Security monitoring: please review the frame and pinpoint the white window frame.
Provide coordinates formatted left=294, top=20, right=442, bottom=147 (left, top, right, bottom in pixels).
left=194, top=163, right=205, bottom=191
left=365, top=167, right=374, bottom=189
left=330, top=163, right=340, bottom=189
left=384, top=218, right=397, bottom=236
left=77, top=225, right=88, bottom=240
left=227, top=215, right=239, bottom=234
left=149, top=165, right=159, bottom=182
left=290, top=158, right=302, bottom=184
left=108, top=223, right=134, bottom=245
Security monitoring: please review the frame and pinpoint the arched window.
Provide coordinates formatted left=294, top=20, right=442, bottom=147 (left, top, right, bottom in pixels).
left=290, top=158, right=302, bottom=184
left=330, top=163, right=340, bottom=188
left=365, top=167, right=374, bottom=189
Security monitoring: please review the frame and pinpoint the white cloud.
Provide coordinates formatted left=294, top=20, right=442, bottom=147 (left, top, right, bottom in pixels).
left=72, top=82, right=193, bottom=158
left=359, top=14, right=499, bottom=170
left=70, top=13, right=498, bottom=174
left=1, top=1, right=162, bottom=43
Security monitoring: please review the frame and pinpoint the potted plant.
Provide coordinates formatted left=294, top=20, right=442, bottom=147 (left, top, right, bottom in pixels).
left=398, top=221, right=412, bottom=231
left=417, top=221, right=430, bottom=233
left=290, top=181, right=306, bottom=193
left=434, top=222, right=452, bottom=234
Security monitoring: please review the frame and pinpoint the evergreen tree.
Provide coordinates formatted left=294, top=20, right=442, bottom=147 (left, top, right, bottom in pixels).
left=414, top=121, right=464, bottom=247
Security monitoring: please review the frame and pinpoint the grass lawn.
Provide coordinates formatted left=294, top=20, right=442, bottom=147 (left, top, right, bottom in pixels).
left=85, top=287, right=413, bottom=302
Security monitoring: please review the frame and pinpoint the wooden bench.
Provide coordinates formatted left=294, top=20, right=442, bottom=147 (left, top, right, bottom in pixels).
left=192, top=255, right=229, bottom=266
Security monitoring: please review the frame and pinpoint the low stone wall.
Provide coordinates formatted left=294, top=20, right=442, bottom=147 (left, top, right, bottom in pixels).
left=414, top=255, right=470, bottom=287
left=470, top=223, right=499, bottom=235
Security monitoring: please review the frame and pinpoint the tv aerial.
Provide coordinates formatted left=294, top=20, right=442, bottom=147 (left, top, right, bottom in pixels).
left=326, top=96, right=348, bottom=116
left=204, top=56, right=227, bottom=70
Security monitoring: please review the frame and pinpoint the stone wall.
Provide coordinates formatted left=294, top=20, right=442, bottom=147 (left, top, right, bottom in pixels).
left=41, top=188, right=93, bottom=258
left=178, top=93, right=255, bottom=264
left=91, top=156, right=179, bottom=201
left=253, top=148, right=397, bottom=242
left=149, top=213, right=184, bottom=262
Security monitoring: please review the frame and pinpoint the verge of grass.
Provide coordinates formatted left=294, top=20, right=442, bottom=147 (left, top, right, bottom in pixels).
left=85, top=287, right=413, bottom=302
————
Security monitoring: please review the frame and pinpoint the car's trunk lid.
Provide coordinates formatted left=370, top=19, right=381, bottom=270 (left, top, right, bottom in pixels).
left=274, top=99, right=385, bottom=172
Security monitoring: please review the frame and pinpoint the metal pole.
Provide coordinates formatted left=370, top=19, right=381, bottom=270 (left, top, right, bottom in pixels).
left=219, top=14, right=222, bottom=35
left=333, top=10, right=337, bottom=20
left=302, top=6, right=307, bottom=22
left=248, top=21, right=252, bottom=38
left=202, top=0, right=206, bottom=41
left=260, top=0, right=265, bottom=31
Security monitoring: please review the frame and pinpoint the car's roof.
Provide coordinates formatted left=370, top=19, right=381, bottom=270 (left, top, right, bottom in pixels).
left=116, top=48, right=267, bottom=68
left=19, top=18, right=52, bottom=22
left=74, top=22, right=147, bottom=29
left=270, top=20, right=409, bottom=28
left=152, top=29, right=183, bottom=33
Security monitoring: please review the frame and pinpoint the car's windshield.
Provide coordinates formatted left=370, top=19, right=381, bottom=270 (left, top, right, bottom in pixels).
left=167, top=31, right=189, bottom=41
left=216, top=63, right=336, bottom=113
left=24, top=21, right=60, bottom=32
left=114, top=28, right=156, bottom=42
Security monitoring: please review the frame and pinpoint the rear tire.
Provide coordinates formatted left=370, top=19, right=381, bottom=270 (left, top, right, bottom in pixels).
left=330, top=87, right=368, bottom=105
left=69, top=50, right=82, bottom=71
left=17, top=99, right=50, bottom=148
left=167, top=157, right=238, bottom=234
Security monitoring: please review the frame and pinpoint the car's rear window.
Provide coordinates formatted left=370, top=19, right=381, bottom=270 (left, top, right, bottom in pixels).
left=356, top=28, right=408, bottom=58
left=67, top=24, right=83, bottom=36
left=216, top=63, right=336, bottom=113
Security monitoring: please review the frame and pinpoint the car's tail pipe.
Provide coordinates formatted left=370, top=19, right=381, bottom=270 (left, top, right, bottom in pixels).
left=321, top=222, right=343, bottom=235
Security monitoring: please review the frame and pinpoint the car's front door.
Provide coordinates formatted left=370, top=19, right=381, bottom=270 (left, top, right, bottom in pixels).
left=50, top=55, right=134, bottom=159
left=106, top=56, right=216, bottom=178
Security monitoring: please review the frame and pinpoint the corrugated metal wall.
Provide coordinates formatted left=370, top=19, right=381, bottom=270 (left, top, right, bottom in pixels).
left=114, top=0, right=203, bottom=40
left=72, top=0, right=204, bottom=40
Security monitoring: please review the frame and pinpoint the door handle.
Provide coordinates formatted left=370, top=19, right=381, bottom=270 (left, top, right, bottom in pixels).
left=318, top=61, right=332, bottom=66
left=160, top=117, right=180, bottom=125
————
_What to do:_
If a line in the entries holds the string "window", copy it.

_Answer section:_
Security monitoring: please review the frame and pinpoint the white window frame.
Security monitoring: please review the frame and pinpoint the arched window.
Security monitoring: please review the frame and pinpoint the car's rear window.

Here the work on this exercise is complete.